Dr. Martin Luther King, Jr. dreamt of breaking down barriers and ending discrimination based on skin color, religion, personal beliefs, and much more. Indeed, Dr. King was a visionary and a leader whose life was tragically cut short before he could see the many fruits of his labor.
Dr. King was a strong proponent of change, and his impact was felt from the mid-1950s until his assassination in 1968. Here is a chronology of major events in Dr. King’s life.
• January 15, 1929: Martin Luther King, Jr. is born to the Reverend and Mrs. Martin Luther King, Sr. in Atlanta, Georgia.
• September 20, 1944: After graduating from Booker T. Washington High School a few months earlier, King begins his freshman year at Morehouse College in Atlanta. King graduates from the college in 1948 with a degree in sociology.
• February 25, 1948: After time spent in Crozer Theological Seminary, King is ordained to the Baptist ministry at the age of 19.
• September 13, 1951: King begins graduate studies in theology at Boston University.
• June 18, 1953: Coretta Scott and King are married at the Scott home near Marion, Alabama.

▶ [What the task asks] Can you restate the part of the Dr. King text that opens with the words containing "Dr. Martin Luther" and closes with "in Atlanta, Georgia.", swapping "visionary" for "pioneer"?

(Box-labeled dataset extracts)
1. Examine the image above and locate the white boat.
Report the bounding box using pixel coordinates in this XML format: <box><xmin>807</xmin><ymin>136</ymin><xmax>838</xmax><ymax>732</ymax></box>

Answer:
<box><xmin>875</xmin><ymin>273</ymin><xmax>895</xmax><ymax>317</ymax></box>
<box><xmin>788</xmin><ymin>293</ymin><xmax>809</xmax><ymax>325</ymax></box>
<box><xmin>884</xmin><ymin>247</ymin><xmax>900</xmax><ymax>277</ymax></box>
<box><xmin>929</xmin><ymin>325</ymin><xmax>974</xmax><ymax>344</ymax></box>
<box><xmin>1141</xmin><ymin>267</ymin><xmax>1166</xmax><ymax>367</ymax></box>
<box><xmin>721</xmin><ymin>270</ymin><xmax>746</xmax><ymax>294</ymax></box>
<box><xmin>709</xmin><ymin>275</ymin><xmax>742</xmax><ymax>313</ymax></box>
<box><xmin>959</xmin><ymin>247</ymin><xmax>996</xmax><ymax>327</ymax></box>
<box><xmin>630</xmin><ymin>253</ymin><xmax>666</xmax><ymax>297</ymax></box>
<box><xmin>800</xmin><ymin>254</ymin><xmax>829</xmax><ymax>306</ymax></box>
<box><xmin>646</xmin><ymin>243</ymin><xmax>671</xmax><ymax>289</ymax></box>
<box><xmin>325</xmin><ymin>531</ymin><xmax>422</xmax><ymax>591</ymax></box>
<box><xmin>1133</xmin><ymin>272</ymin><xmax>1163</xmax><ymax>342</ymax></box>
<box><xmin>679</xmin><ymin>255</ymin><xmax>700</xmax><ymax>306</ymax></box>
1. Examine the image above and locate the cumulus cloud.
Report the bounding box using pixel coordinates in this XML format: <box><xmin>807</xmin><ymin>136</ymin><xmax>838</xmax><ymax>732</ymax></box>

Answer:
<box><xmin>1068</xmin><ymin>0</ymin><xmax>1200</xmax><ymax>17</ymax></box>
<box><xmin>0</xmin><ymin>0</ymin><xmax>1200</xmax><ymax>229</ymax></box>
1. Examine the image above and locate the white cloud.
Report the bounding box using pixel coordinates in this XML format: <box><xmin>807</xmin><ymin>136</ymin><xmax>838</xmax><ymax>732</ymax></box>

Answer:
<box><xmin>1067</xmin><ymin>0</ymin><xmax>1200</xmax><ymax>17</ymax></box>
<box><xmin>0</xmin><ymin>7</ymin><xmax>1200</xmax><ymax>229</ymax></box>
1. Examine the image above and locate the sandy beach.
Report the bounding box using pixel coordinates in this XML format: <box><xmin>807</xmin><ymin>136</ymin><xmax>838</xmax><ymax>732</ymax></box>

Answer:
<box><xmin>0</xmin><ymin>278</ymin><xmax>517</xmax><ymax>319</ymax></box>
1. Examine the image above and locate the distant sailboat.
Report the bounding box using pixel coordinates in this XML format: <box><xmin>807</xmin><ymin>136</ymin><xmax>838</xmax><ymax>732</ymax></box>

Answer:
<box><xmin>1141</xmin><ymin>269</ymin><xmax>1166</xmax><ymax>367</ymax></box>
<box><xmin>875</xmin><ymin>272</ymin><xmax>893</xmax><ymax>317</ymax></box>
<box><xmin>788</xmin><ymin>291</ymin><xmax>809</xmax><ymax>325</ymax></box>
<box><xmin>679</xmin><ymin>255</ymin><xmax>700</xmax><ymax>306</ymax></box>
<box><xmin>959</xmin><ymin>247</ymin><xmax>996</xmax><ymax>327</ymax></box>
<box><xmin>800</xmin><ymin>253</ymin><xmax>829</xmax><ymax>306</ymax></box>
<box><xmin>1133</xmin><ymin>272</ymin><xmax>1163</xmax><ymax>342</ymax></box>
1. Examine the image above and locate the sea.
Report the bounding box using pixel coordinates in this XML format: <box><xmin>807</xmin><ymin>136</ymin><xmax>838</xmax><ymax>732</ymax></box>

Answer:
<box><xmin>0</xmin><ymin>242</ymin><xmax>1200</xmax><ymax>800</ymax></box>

...

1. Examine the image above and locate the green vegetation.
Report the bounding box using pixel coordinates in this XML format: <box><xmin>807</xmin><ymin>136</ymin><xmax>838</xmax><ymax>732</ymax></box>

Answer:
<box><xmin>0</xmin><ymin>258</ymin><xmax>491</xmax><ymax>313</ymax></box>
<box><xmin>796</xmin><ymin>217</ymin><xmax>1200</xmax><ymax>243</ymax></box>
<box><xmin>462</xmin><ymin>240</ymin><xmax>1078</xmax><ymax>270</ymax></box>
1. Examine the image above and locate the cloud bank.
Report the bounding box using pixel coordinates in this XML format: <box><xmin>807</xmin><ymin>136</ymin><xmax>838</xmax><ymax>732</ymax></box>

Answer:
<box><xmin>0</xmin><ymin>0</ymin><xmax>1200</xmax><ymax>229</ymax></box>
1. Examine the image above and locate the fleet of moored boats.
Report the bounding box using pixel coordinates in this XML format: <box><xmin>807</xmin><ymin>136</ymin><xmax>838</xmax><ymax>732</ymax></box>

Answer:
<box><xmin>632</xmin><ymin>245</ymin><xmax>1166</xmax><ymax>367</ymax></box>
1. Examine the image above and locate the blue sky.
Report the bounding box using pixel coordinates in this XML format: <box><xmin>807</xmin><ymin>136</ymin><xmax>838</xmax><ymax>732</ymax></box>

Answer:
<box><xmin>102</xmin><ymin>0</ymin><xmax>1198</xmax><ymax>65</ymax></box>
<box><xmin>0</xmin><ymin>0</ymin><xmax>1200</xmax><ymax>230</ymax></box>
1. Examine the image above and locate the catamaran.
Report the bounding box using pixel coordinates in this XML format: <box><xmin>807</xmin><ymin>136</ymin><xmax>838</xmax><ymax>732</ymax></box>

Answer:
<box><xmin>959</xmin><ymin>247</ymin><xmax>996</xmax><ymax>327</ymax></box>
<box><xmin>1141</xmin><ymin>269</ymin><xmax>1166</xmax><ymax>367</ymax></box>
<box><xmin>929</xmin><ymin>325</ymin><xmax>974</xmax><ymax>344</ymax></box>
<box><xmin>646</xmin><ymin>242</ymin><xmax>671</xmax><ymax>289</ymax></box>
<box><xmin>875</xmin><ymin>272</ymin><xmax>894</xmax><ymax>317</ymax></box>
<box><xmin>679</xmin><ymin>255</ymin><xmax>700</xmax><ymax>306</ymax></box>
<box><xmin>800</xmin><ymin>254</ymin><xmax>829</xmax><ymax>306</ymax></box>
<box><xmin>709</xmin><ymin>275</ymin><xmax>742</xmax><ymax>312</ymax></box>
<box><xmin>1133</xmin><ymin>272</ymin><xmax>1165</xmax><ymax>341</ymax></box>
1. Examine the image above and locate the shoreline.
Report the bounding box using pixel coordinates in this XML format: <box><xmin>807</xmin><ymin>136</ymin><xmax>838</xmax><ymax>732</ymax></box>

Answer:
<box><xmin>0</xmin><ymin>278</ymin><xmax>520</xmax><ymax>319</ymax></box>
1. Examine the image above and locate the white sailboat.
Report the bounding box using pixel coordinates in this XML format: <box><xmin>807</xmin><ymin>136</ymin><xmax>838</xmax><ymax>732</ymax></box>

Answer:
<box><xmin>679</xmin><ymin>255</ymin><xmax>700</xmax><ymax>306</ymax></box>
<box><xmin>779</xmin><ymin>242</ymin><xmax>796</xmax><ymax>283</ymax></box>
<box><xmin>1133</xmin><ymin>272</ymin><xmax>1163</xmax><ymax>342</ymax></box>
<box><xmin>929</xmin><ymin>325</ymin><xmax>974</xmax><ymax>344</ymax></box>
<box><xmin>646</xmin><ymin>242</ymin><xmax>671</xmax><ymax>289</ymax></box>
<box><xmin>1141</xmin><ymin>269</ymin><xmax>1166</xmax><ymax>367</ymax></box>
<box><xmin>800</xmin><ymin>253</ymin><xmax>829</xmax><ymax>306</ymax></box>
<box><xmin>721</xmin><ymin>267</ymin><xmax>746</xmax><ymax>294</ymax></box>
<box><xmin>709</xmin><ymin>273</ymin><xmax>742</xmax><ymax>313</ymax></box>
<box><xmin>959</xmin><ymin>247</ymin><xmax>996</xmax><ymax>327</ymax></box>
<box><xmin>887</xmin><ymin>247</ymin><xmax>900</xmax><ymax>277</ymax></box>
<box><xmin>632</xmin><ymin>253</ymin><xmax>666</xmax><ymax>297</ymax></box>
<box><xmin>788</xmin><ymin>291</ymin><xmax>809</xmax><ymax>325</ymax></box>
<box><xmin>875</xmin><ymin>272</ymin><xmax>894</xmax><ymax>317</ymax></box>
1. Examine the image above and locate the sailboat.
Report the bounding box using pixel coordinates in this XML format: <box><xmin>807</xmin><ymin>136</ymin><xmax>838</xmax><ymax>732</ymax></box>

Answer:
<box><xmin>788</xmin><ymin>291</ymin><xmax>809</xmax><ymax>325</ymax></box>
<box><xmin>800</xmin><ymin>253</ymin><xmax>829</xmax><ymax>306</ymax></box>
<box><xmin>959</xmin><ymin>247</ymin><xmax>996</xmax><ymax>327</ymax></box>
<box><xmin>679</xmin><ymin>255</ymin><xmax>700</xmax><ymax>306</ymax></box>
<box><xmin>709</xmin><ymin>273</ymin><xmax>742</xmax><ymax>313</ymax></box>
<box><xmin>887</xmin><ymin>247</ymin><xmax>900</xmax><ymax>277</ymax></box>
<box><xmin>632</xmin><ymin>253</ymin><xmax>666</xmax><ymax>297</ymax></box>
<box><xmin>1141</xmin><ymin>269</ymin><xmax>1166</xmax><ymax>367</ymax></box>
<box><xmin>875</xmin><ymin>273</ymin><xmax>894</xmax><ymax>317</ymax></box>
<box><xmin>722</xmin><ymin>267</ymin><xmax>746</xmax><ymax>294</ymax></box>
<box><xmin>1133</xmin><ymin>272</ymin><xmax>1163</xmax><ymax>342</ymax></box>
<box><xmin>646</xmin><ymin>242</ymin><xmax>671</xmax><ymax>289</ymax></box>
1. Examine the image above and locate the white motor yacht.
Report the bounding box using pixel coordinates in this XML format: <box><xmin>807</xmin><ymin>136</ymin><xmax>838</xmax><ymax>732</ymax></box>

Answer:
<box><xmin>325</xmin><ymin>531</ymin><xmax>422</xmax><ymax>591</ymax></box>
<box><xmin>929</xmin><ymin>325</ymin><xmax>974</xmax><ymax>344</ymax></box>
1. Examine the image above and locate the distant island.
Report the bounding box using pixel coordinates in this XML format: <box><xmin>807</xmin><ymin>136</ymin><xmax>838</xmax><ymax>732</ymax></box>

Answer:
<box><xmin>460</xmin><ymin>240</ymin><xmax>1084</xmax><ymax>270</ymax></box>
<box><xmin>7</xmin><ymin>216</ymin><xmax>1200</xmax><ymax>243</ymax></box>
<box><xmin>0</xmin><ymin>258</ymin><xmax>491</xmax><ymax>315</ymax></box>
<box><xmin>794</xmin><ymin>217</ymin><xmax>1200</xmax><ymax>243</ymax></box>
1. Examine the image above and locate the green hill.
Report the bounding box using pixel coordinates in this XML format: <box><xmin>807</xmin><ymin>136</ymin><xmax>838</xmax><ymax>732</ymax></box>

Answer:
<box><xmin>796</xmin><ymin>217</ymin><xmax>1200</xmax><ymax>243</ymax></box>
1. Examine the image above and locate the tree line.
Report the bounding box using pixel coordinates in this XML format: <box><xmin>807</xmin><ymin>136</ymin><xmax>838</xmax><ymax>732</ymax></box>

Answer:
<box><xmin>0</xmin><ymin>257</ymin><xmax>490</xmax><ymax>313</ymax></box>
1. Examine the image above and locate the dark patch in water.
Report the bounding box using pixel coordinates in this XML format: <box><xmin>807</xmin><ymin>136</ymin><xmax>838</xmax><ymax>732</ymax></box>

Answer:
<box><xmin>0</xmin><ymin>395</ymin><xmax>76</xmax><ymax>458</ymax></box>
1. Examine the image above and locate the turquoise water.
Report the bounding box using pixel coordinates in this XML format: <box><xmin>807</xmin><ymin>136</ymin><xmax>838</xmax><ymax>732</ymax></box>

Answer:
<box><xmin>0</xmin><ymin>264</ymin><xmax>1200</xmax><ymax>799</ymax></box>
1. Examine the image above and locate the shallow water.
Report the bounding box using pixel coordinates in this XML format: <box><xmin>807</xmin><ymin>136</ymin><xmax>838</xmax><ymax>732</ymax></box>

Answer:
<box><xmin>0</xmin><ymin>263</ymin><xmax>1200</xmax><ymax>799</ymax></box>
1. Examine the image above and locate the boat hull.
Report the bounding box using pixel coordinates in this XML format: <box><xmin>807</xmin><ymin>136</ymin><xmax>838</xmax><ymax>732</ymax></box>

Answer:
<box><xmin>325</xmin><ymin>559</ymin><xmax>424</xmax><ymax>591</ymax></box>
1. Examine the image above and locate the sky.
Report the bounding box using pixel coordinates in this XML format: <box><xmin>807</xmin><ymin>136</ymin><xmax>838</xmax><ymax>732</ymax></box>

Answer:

* * *

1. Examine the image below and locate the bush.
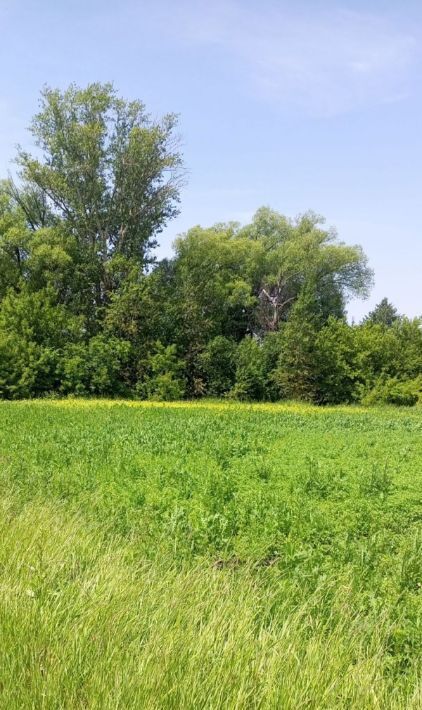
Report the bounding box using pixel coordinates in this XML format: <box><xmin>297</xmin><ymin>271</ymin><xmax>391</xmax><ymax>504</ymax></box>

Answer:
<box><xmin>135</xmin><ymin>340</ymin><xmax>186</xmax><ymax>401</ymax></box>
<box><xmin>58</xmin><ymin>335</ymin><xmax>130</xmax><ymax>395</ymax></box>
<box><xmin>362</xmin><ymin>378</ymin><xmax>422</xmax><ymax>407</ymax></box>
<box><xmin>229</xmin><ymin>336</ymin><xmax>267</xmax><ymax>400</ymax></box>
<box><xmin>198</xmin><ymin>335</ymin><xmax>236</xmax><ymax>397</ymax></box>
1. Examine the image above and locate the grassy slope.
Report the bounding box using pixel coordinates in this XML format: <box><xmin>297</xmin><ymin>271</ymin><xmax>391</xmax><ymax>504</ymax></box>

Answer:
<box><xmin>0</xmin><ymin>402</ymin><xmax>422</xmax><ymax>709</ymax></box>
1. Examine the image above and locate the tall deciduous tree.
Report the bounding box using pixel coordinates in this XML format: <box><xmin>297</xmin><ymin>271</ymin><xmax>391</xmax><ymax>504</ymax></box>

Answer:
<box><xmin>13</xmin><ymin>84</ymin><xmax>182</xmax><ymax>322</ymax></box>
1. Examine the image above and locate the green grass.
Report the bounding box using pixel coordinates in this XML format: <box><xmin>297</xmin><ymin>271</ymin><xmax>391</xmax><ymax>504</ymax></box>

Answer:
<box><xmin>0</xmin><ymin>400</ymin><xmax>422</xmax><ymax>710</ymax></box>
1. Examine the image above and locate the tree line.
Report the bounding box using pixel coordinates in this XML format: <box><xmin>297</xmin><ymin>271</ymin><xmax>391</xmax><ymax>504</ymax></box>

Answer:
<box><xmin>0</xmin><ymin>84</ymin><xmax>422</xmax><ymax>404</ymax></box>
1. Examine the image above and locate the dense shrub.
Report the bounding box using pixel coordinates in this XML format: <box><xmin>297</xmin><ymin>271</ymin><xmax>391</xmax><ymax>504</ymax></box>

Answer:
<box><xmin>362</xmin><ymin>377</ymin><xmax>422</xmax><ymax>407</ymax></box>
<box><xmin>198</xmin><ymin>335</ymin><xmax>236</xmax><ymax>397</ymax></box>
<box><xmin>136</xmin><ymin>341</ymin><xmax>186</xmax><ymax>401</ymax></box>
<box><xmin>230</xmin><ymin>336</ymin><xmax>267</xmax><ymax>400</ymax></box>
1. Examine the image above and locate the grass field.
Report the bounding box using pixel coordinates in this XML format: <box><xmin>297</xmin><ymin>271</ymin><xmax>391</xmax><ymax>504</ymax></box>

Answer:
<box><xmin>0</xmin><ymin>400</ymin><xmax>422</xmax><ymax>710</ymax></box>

▶ [Final result]
Dr. Martin Luther King, Jr. dreamt of breaking down barriers and ending discrimination based on skin color, religion, personal beliefs, and much more. Indeed, Dr. King was a pioneer and a leader whose life was tragically cut short before he could see the many fruits of his labor.
Dr. King was a strong proponent of change, and his impact was felt from the mid-1950s until his assassination in 1968. Here is a chronology of major events in Dr. King’s life.
• January 15, 1929: Martin Luther King, Jr. is born to the Reverend and Mrs. Martin Luther King, Sr. in Atlanta, Georgia.